= ENTRIES SUPPLIED =
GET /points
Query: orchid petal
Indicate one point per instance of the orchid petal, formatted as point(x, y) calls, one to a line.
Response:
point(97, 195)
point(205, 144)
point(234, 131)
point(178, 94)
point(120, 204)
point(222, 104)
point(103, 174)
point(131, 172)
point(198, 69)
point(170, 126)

= TASK OBJECTIVE =
Reproduce every line of the entries above verbatim.

= RESULT =
GET /points
Query: orchid petal
Indicate one point per instance of the orchid petal, formatted as point(x, y) calls, one to a line.
Response:
point(97, 195)
point(205, 144)
point(234, 131)
point(178, 94)
point(120, 204)
point(222, 104)
point(103, 174)
point(131, 172)
point(198, 69)
point(170, 126)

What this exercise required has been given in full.